- [PROBLEM REQUIREMENTS]:
Could you reproduce every one of the records below, word for word and in the same order?

--- Start STORED ROWS ---

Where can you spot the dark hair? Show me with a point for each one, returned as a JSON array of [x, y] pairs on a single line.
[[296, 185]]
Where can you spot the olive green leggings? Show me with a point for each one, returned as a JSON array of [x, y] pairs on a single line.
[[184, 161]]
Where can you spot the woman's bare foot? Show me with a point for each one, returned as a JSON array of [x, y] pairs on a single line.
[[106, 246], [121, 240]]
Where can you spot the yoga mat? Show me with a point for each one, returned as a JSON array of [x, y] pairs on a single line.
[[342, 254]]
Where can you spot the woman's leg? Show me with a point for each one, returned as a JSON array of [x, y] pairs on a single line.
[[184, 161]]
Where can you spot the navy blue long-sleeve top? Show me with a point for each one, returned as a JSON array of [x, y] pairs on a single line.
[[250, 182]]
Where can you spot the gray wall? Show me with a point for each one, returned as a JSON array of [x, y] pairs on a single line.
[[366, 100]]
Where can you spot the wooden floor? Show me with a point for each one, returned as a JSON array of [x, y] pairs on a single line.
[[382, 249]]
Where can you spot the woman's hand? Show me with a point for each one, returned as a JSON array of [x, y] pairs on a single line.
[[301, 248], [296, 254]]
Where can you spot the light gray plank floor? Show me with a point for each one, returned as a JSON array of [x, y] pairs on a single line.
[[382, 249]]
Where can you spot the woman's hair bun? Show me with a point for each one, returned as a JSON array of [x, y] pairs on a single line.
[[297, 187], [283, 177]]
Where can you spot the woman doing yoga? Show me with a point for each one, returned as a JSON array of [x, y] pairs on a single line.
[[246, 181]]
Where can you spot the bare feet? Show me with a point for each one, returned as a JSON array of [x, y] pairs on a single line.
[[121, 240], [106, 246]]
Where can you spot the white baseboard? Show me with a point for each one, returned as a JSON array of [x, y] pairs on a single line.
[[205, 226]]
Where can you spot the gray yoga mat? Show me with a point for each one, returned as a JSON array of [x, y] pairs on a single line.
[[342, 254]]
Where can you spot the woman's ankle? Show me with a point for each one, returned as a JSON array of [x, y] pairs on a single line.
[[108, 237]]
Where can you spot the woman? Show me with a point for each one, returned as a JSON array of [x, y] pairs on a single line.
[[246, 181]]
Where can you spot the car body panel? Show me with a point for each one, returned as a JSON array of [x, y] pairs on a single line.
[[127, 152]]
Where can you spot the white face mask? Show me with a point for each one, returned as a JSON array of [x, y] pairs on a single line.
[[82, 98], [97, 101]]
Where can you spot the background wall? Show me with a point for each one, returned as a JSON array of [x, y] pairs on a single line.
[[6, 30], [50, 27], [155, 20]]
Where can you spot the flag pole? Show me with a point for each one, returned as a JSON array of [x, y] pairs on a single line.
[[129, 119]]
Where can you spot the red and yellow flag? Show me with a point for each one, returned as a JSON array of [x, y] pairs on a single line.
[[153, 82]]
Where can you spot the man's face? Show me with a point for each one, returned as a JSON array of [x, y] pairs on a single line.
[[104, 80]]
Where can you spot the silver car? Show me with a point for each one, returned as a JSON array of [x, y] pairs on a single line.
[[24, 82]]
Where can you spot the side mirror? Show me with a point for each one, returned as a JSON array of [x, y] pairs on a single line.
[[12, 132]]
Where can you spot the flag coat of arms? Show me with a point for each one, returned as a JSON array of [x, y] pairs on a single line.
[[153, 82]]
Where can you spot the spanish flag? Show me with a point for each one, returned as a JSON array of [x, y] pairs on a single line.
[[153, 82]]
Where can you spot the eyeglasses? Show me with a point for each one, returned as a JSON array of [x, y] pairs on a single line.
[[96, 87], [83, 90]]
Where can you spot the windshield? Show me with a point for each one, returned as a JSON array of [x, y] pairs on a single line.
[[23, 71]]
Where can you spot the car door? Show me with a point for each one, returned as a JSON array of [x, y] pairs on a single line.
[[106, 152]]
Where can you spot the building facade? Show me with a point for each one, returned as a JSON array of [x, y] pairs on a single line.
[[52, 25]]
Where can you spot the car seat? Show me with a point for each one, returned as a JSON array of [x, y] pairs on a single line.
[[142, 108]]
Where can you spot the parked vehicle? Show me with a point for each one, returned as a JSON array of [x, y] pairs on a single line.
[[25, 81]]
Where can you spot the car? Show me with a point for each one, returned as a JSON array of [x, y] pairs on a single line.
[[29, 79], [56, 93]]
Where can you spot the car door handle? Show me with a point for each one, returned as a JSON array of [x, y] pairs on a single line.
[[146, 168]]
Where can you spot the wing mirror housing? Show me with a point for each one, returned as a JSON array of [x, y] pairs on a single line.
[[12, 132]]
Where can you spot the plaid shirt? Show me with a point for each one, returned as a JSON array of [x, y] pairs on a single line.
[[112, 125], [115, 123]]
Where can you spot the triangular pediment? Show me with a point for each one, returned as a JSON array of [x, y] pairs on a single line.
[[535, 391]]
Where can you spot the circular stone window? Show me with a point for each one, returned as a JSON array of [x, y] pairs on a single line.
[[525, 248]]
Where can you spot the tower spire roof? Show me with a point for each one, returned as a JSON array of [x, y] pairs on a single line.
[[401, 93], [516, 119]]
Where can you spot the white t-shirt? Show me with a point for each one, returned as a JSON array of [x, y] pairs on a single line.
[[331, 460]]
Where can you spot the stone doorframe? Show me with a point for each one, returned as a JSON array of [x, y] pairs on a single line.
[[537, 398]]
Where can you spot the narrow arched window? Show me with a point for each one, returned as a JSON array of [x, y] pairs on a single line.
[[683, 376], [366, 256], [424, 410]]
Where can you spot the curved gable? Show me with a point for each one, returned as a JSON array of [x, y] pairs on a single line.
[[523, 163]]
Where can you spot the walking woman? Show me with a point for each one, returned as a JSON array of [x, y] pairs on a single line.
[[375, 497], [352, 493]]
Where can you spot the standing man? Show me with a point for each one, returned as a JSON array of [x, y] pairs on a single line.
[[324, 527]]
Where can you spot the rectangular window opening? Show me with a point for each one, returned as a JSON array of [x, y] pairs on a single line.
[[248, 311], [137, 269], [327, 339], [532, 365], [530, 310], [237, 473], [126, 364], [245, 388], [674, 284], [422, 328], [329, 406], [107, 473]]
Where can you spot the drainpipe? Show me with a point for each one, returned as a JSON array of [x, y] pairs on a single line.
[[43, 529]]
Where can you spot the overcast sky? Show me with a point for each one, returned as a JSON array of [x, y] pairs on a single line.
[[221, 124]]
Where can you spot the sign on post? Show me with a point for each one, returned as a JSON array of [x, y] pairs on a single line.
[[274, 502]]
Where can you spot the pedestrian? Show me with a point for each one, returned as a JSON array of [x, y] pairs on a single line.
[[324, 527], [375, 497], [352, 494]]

--- End STORED ROWS ---

- [SOLUTION FOR THIS PROBLEM]:
Where can you spot the dark hair? Show me with a point for each one, returned as a JSON array of [x, y] pairs on a single line.
[[296, 185]]
Where can you spot the olive green leggings? Show me with a point for each one, returned as a JSON array of [x, y] pairs on a single line.
[[184, 161]]
Where can you spot the woman's bare foot? Show me with a point for each one, returned as a JSON array of [x, y] pairs on a single line.
[[106, 246], [121, 240]]
Where can you spot the yoga mat? Show me with a point for each one, returned as a JSON array of [x, y] pairs on a single line.
[[342, 254]]
Where can you spot the woman's leg? Show me with a point for each one, returned as a JSON array of [x, y] pairs on a single line.
[[184, 161]]
Where can you spot the navy blue long-sleeve top? Show me with a point for each one, returned as a JSON array of [x, y] pairs on a single line.
[[250, 182]]
Where can you spot the gray wall? Show me with a point for each one, returned as a JSON array of [x, y] pairs on a single line.
[[366, 100]]
Where can you spot the wooden floor? Show me with a point for each one, returned as a JSON array of [x, y] pairs on a single line.
[[382, 249]]
Where can you spot the woman's hand? Show me with a point for each one, returned as a JSON array of [x, y] pairs on a single line.
[[301, 248], [296, 254]]
Where can you spot the light gray plank floor? Show me with a point for each one, returned as a JSON array of [x, y] pairs on a single line.
[[382, 249]]
Where can you spot the woman's hair bun? Show me with a point for each one, returned as a JSON array of [x, y] pairs on a single line.
[[297, 187], [283, 177]]
Where can you spot the woman doing yoga? Show me with a point for each one, returned as a JSON array of [x, y] pairs on a single line.
[[246, 181]]
Where can you spot the bare feet? Show me with a point for each one, returned as a JSON array of [x, y] pairs on a single line.
[[121, 240], [106, 246]]
Where can you spot the white baseboard? Show me with a point for each one, returned as a JSON array of [x, y] pairs on a single line.
[[205, 226]]
Where can you spot the gray yoga mat? Show me with a point for each one, returned as a JSON array of [x, y] pairs on a single line.
[[342, 254]]
Where can you spot the woman's ankle? Show me with a point for each one, returned as a JSON array of [x, y] pairs on a single line.
[[108, 237]]
Where can you spot the woman? Show me with a point for each one, returned as a JSON array of [x, y] pairs on a single line.
[[246, 181]]
Where can you spot the car body panel? Show me with a point for each one, returned as a JSON array of [x, y] pairs on a single line.
[[127, 152]]
Where can you spot the white face mask? Show me with a point for each one, returned as a JSON array of [x, y] pairs on a single line.
[[82, 98], [97, 101]]
Where can you spot the background wall? Show me with a point for each one, returned as a JSON array of [x, y] pairs on a single line.
[[6, 30], [50, 27], [155, 20]]
Where can you spot the flag pole? Show me with a point for each one, returned as a JSON array of [x, y] pairs on a single line.
[[129, 119]]
Where can you spot the red and yellow flag? Show me with a point for each one, returned as a JSON array of [x, y] pairs on a single line.
[[153, 82]]
Where can you spot the man's face? Show me with a point for each one, returned as a JSON array of [x, y] pairs on a single line.
[[104, 80]]
Where can you spot the silver car? Show me with a point for each one, returned as a JSON array of [x, y] pairs on a single line.
[[24, 82]]
Where can you spot the side mirror? Show me with a point for each one, returned as a JSON array of [x, y] pairs on a single line.
[[12, 132]]
Where can you spot the flag coat of arms? Show me with a point for each one, returned as a JSON array of [x, y] pairs on a single line.
[[153, 82]]
Where can you spot the spanish flag? Show me with a point for each one, returned as a JSON array of [x, y] pairs on a single line.
[[153, 82]]
Where can you spot the eyeglasses? Show me with a point for each one, returned as a JSON array of [x, y] pairs on a single line.
[[96, 87], [83, 90]]
Where can you spot the windshield? Show me with a point for each one, returned as a JSON array of [x, y] pairs on a single line.
[[23, 71]]
Where can you spot the car door? Show me with a point for each one, returned as a JSON array of [x, y] pairs on a single line.
[[106, 152]]
Where can you spot the building facade? Show me with a point for each one, returned as a JSON array of [x, y] pairs on a single line.
[[52, 25]]
Where can you spot the car seat? Show me with a point for each one, returned as a JSON array of [x, y] pairs on a single line.
[[142, 108]]
Where can you spot the parked vehicle? Show me with a point for each one, returned as a JSON array of [x, y] pairs on a single line.
[[25, 81]]
Where can you spot the car? Show me with a point for each one, returned as a JSON array of [x, y] pairs on a single line.
[[29, 79], [56, 93]]
Where can you spot the car door handle? Show me with a point for each one, returned as a JSON array of [x, y] pairs on a single line.
[[146, 168]]
Where can you spot the wing mirror housing? Show me with a point for each one, returned as a JSON array of [x, y] pairs on a single line.
[[12, 132]]
Where can you spot the plaid shirt? Show me with a point for each one, returned as a JSON array of [x, y] pairs on a single line.
[[112, 125], [115, 123]]
Where can you spot the triangular pediment? Show me with a point for each one, returned as a JSON array of [x, y] pairs on a single line.
[[535, 391]]
Where can you spot the circular stone window? Show me with a point for each one, returned as a JSON array of [x, y] pairs on a single line.
[[525, 248]]
Where can you spot the tower spire roof? Show me with a point for each one, returned as a JSON array of [x, y] pairs on a single line.
[[401, 93], [516, 119]]
Where can you spot the white t-shirt? Show me with a point for each one, returned as a JSON array of [x, y] pairs on a single line.
[[331, 460]]
Where can you spot the stone doorframe? Show me with a point for each one, returned as a JSON array of [x, y] pairs on a single line.
[[537, 398]]
Where can you spot the narrow arched window? Show me with a point for each one, returned as a JSON array of [x, y] pairs on a single line.
[[683, 376], [366, 256], [424, 410]]
Where can you spot the curved gable? Show me with a point for each one, returned as a JSON array of [x, y] pairs on a single line.
[[523, 163]]
Where can you spot the walking woman? Show me with a point for each one, returned as a JSON array of [x, y] pairs on a single line.
[[375, 497], [352, 493]]
Where can you spot the standing man? Show me with a point for each one, returned as a JSON array of [x, y] pairs on a single line.
[[324, 527]]
Where can you spot the rectangular window opening? Show me with a point for each one, returned as a JSON array of [x, y] pairs on a single line.
[[248, 311], [137, 269], [327, 339], [532, 365], [530, 310], [237, 473], [126, 364], [245, 388], [674, 284], [422, 328], [329, 406], [107, 473]]
Where can you spot the drainpipe? Show me with a point for each one, returned as a JSON array of [x, y] pairs on a single line.
[[43, 529]]
Where can you spot the overcast sky? Show me with a point for each one, returned as a JSON array of [x, y] pairs on a single line.
[[221, 124]]
Where can you spot the sign on post? Show me with a point for each one, returned as a JSON array of [x, y] pairs on a single line.
[[274, 502]]
Where can you spot the pedestrian? Show me with a point for each one, returned as a JSON array of [x, y] pairs on a single line.
[[324, 527], [375, 497], [352, 494]]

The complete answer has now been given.